# Material provided:
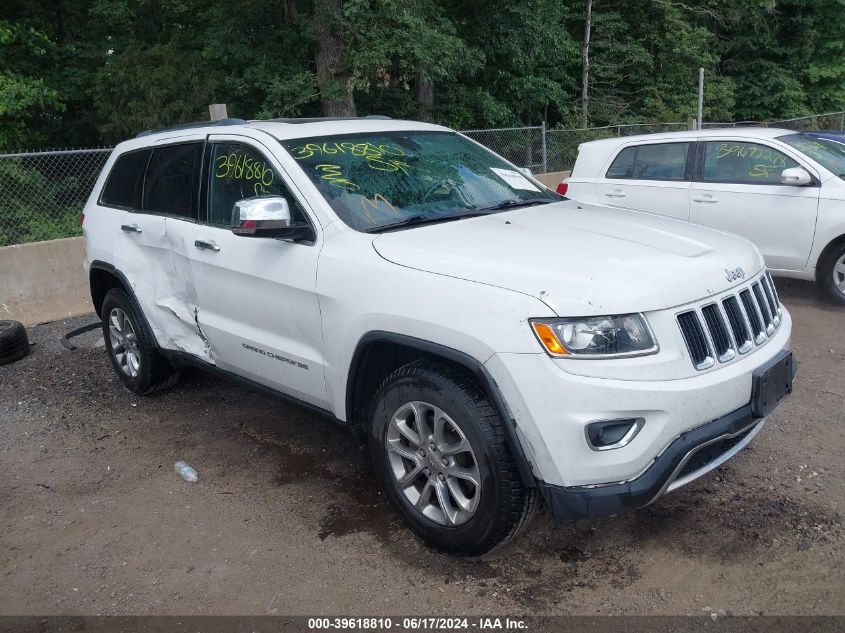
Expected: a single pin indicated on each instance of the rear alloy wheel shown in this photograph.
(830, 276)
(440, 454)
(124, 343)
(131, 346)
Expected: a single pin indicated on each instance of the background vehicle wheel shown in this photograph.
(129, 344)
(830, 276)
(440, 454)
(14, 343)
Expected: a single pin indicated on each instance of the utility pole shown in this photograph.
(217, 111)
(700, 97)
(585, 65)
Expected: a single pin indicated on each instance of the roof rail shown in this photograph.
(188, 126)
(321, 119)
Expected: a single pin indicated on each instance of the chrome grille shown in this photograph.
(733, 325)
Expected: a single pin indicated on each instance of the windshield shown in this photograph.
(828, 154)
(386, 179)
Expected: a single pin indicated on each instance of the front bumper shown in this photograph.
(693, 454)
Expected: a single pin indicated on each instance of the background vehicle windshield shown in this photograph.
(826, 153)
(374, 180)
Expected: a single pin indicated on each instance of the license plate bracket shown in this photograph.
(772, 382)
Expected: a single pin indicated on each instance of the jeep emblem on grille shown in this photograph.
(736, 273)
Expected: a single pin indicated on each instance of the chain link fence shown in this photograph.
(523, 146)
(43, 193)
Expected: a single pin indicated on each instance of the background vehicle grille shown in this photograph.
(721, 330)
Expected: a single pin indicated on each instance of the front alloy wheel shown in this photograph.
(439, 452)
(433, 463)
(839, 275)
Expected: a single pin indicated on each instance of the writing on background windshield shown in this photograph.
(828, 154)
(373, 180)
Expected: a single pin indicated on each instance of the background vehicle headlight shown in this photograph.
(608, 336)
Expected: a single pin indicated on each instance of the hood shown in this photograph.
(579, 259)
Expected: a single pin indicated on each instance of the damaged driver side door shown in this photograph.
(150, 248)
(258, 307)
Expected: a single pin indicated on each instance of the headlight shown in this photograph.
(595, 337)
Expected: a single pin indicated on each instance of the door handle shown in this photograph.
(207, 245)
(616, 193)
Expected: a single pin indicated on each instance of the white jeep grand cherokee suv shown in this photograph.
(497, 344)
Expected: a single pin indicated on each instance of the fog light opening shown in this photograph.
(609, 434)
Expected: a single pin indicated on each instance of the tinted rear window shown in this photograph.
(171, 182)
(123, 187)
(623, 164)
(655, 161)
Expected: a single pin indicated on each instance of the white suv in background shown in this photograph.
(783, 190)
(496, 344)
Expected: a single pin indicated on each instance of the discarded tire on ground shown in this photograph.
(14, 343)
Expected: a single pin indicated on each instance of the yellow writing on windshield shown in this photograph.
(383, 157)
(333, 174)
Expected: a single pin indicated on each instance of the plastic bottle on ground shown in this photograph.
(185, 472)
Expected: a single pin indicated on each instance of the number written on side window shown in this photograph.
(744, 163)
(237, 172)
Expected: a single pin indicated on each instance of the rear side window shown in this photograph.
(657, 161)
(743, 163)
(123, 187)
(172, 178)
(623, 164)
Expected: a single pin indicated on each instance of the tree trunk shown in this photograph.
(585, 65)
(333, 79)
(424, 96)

# What to produce:
Everything from the line containing "Expected: a single pin indicated on each instance of the writing" to the last line of the entries above should be quoted exactly, and only that.

# Exercise answer:
Expected: a single pin indicated on each instance of the writing on background windshield shown in this photograph.
(828, 154)
(373, 180)
Expected: a single pin indicated on each instance of the background vehicle headlight shown in this photograph.
(608, 336)
Expected: a single pin indicated on each instance of the hood shown in this photograph.
(579, 259)
Expected: a single pin indicated on each instance of the damaged driver side door shown in this photograph.
(150, 248)
(258, 307)
Expected: a single pin indicated on each instance of the headlight shown in this photograph.
(595, 337)
Expected: a single pin indicated on each instance of the door handle shown in this photograph.
(207, 245)
(616, 193)
Expected: a single pin indicated on each instance of the white jeep grand cherokee suv shown in this photograph.
(497, 344)
Expected: a single pin indicated on each instance of the fog light opening shown in this photograph.
(609, 434)
Expected: a single pin indicated on each instance of the tinted rear window shown in this photograph.
(171, 182)
(123, 187)
(623, 164)
(655, 161)
Expected: a single pin indicated on each instance of the white suv in background shown in this photograph.
(783, 190)
(496, 344)
Expected: a single pin indicated on each instance of the discarded tire on ground shown in this photograph.
(14, 343)
Expected: a single pin indicated on each instance of the yellow writing on windshield shown in this photograph.
(383, 157)
(333, 174)
Expected: a single pin indicated on each instance of the plastic bottle on ground shown in this photograph.
(185, 472)
Expected: a single pin indicated on each instance of the number written on side window shown in this photograph.
(744, 163)
(237, 172)
Expected: a single pin indicated on each instance of the rear side window shown in this photograph.
(657, 161)
(743, 163)
(123, 187)
(172, 178)
(623, 164)
Expected: a single pin indicated on each instance of the tree trunk shown in this photograph.
(585, 65)
(333, 79)
(424, 96)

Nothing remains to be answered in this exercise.